Tugas Anda:
A. Jawablah pertanyaan berikut berdasarkan teks tentang kearifan lokal.
(i) Apa maksud nilai lokal?
(ii) Apa saja contoh sumber daya lokal yang disebutkan?
(iii) Apa saja media yang dimiliki setiap masyarakat untuk mengikat warganya?
B. Teruskan teks tentang kearifan lokal mulai dari kalimat terakhirnya.

Kutipan Teks:
════════════════════

Kearifan lokal memiliki enam dimensi. Pertama, dimensi pengetahuan lokal. Pengetahuan lokal terkait pengetahuan tentang lingkungan hidupnya. Seperti halnya pengetahuan tentang perubahan dan siklus iklim kemarau dan penghujan, jenis flora dan fauna, kondisi geografis, demografis, dan sosiografis. Hal demikian merupakan objek yang layak menjadi perhatian siswa sebagai bahan menulis berbagai jenis teks.
Kedua, dimensi nilai lokal. Nilai lokal dimaksudkan untuk mengatur kehidupan antar warga masyarakat. Setiap masyarakat memiliki aturan atau nilai-nilai lokal yang disepakati dan ditaati bersama oleh seluruh anggotanya. Pada dimensi ini siswa melalui pembelajaran bahasa dibentuk menjadi pribadi yang beretika, yang santun dalam berbahasa, dan sopan dalam perilaku.
Ketiga, dimensi keterampilan lokal. Keterampilan lokal terkait kemampuan masyarakat bertahan hidup (survival). Keterampilan dalam hal berbahasa dapat pula diajarkan di sekolah melalui pembelajaran bahasa. Seperti halnya pembelajaran menjadi pembawa acara dalam acara-acara sosial, budaya, dan kemasyarakatan.
Keempat, dimensi sumber daya lokal. Wujud sumber daya lokal umumnya berupa sumber daya yang dapat dan tak dapat diperbaharui. Seperti hutan, kebun, sumber air, lahan pertanian, pemukiman. Selain menjadi objek materi pembelajaran, dimensi ini dapat pula menjadi objek pelaksanaan pembelajaran. Bukankah pembejaran tidak harus selalu di dalam kelas?
Kelima, dimensi mekanisme pengambilan keputusan lokal. Setiap masyarakat biasanya mempunyai pemerintahan lokal sendiri. Pada setiap pemerintahan tersebut terdapat mekanisme pengambilan keputusan yang berbeda. Pada konteks ini siswa diajakan etika pergaulan dan cara berkomunikasi, serta pembelajaran berbasis penyelesaian masalah yang sesuai dengan konteks lokal.
Keenam, dimensi solidaritas kelompok lokal. Setiap masyarakat mempunyai media–media untuk mengikat warganya, baik berupa ritual keagamaan atau upacara adat lain. Pelibatan siswa dalam berbagai kegiatan budaya tersebut, ditambah penugasan untuk memahami dan menguak nilai-nilai dalam ritual tertentu akan menjadi pengetahuan dan pengalaman yang sangat berarti.

════════════════════

Bagian Data:
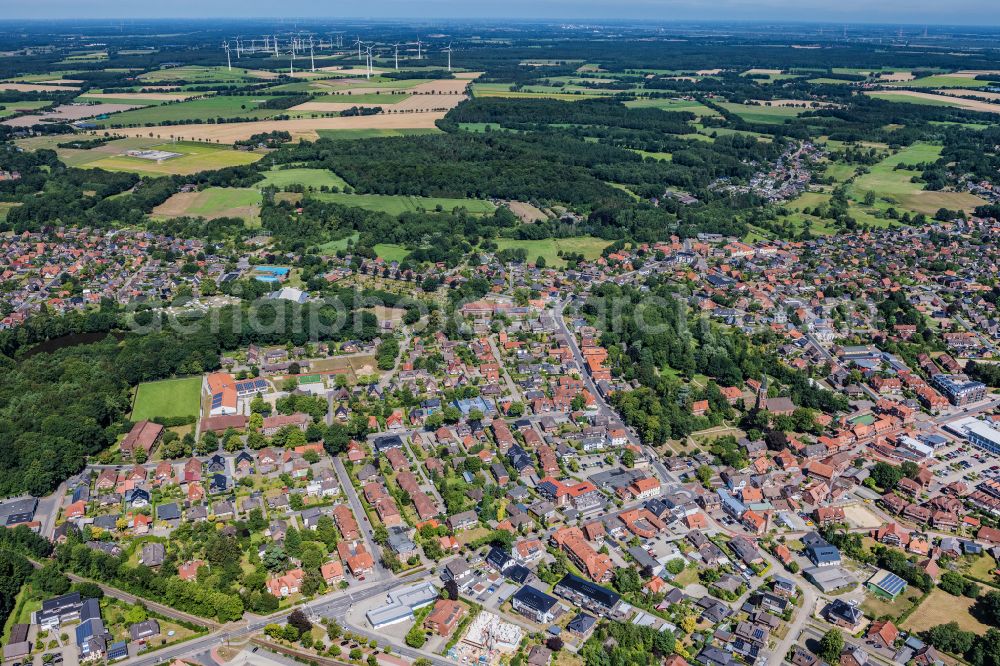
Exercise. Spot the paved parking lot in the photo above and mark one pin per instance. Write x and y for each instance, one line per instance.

════════════════════

Jawaban Latihan:
A.
(i) Nilai lokal dimaksudkan untuk mengatur kehidupan antarwarga masyarakat.
(ii) Hutan, kebun, sumber air, lahan pertanian, dan pemukiman.
(iii) Ritual keagamaan atau upacara adat lain.

B.
Ada beberapa alasan mengapa kita perlu kembali ke kearifan lokal. Pertama, adanya kesadaran bahwa budaya lokal merupakan lahan penyemaian benih-benih karakter. Budaya lokal perlu menjadi bekal yang mewarnai tumbuh kembang suatu generasi. Nilai-nilai kearifan lokal adalah cara untuk membekali generasi muda akan kompleksitas kecakapan menghadapi era revolusi industri 5.0.
Kedua, kebudayaan memerlukan upaya pemeliharaan, pengembangan, dan pemberdayaan. Hal yang dapat dilakukan diantaranya melalui pendidikan. Hal demikian akan menciptakan generasi muda yang tidak tercerabut dari akar budayanya, justru diharapkan dapat melestarikan dan mengembangkan budaya lokalnya menjadi budaya global.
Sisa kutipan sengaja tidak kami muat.